▸ Problem:
Answer these questions from the excerpt on FPGA design and hyperspectral imaging:
(a) Modern FPGAs are now capable of running at speeds beyond what frequency?
(b) How does the excerpt define reflectance?
(c) What wavelength range does the excerpt give for visible light?

▸ Selected excerpt:
***

Numerous designers are currently carrying out various research projects whose goal is the growth of specific circuits for the static and dynamic image processing. These developments are realized in devices such as Field Programmable Gate Array (FPGA) or ASIC, usually by mean of standard hardware description languages such as VHDL [4].

VHDL allows the use a single language throughout all the process of design. But, only this is not enough to do a successfully project. Complex algorithms used to process images and image sequences make necessary to do simulations of his operation to verify the fulfillment of the specifications under which it has been designed [5-6].

Modern FPGAs can accommodate multimillion gates on a single chip. During the last decade, the logic density, functionality and speed of FPGA have improved considerably. Modern FPGAs are now capable of running at speed beyond 500 MHz [8]. FPGAs have a potential for dynamic reconfiguration [9]; that is, reprogramming part of the device at run time so that resources can be reused through time multiplexing. This is an important feature of FPGAs

The contributions of this research thesis is that the proposed design will be providing a better speed and also it requires less area to diminish computation time such that hardware implementation is substantially simplified, as favored for onboard processing.

1.1 Hyperspectral Image

Analyze some fundamental spectral remote sensing concepts initially to understand the benefits of hyperspectral imagery. It may be recalled here that each photon of light has a wavelength defined by its energy level. Light and various other forms of electromagnetic radiation are normally described in terms of their wavelengths. For instance, visible light has wavelengths in the range 0.4 and 0.7 microns, but radio waves have wavelengths larger than about 30 cm [7].

A reflectance spectrum depicts the reflectance of a material measured across a range of wavelengths. Reflectance is the percentage of the light hitting a material that is then reflected by that material.

Certain materials will absorb some wavelengths of light, while other materials will reflect the same wavelengths. These patterns of absorption and reflectance over wavelengths can uniquely distinguish some materials. The resulting spectra appear to be uninterrupted and form continuous curves. If a spectrometer is utilized in an imaging sensor, the resulting images capture a reflectance spectrum for every pixel in the image [7].

***

▸ Stored rows:
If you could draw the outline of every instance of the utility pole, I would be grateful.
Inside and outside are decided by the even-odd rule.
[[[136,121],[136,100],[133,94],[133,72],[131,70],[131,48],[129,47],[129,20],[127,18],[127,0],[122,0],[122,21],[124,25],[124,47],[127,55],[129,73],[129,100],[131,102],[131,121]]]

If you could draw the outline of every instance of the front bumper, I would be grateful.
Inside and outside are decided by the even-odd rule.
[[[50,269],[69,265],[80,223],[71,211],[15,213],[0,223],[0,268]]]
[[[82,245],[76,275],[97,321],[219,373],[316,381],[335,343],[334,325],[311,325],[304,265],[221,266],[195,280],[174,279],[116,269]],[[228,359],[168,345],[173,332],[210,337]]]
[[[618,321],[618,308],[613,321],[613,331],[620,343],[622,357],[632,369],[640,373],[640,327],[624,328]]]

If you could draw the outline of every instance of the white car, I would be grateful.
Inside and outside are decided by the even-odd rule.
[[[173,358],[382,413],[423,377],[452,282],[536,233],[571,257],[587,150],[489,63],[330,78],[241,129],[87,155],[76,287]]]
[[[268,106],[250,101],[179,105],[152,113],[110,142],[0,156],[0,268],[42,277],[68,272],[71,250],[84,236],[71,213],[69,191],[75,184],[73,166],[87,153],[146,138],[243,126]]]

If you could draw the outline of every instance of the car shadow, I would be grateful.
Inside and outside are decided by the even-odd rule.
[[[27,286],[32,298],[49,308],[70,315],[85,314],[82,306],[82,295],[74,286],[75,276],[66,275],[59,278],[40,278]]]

***

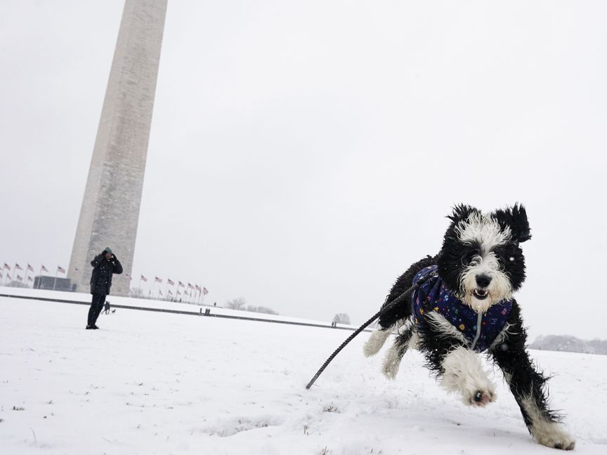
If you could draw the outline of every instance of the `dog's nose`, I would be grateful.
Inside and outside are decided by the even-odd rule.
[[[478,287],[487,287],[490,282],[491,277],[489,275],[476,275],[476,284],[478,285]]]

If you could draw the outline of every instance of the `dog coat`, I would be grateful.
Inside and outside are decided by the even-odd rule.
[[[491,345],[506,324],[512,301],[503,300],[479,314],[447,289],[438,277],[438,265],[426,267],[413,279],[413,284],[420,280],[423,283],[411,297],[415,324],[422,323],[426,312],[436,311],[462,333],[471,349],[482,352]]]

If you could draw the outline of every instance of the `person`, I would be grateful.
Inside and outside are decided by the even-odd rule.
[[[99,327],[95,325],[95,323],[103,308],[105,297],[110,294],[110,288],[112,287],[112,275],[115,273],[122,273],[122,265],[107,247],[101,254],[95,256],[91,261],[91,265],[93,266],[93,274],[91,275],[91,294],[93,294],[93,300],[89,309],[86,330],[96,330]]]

***

▸ Written response:
(a) 500 MHz.
(b) Reflectance is the percentage of the light hitting a material that is then reflected by that material.
(c) 0.4 to 0.7 microns.